» **EXCERPT**:
* * * * * * * * *

Over the past few weeks, a wave of posts and videos have claimed that “Linux is dropping ham radio support” or that “the kernel developers are erasing amateur radio.”
It sounds dramatic — but it’s not true.

Here’s what’s actually happening, why it’s happening, and what it means for your nodes, hotspots, and packet setups.


What Linux Is Really Removing

The Linux kernel team is removing a handful of very old, unmaintained drivers that haven’t been updated in 10–20 years. These include:

  • Obsolete AX.25 kernel drivers
  • Old Baycom‑style serial modem drivers
  • Legacy packet radio TNC interfaces
  • Experimental soundmodem drivers nobody maintains

These drivers were written for hardware from the 1980s and 1990s — ISA cards, parallel‑port TNCs, and early packet radio devices that almost no one uses today.

They were removed because:

  • They no longer compile cleanly
  • They have no active maintainer
  • They contain outdated or insecure code
  • They clutter the kernel with dead modules

This is normal housekeeping, not an attack on amateur radio.


What Linux Is Not Removing

This is the part that gets lost in the panic.

Linux is not removing:

  • AX.25 networking support
  • KISS TNC support
  • Direwolf compatibility
  • USB sound cards
  • USB serial CAT control
  • Hamlib
  • AllStar / Asterisk
  • Pi‑Star hotspot support
  • DMR / D‑Star / YSF digital modes
  • APRS tools
  • Winlink tools
  • Anything used by modern ham radio systems

If your setup is newer than 2005, you are completely unaffected.


Will My Nodes Still Work?

Yes — 100% yes.

Your:

  • AllStar node
  • Pi‑Star hotspot
  • Direwolf packet node
  • APRS iGate
  • Winlink RMS
  • M17 reflector
  • JS8Call / FT8 / WSJT‑X station

…all rely on user‑space software, standard USB/serial drivers, and ALSA sound.

* * * * * * * * *

» **DATA EXTRACT**:
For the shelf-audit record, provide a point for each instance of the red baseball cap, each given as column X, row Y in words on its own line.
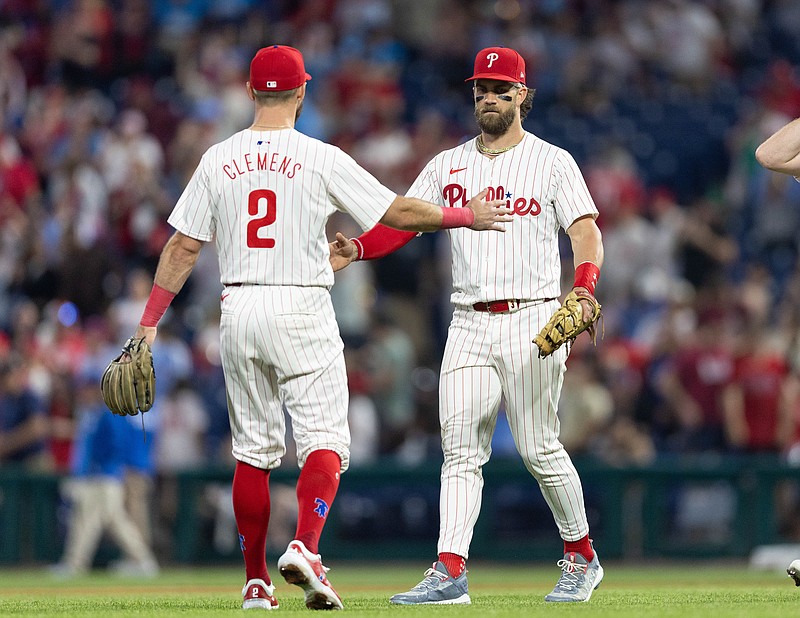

* * * * * * * * *

» **WHAT IS BEING ASKED**:
Answer these from the article on Linux and ham radio:
(a) Hardware from which decades were the removed drivers written for?
(b) Setups newer than what year does the article say are completely unaffected?
(c) What three things does the article say the listed nodes and stations rely on?

» **WRITTEN ANSWER**:
(a) The 1980s and 1990s.
(b) 2005.
(c) User-space software, standard USB/serial drivers, and ALSA sound.